- **TASK**: Filter these records by the string "trace", copying each line that holds it.

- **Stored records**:
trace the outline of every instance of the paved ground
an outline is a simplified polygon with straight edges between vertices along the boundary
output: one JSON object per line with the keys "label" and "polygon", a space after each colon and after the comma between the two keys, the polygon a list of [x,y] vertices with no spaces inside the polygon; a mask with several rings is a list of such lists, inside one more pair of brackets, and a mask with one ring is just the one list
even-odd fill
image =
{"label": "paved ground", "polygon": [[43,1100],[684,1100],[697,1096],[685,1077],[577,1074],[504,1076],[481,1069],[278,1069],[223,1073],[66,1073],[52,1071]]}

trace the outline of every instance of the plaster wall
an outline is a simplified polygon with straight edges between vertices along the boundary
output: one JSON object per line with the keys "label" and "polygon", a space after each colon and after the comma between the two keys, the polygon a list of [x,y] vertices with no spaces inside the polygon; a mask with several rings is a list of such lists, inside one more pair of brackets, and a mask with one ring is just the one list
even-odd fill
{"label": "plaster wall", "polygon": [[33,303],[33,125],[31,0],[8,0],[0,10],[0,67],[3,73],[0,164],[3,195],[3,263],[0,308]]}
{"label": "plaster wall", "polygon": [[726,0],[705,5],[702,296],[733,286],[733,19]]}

- **SOLUTION**:
trace the outline of every instance of the paved ground
trace the outline of every instance of the plaster wall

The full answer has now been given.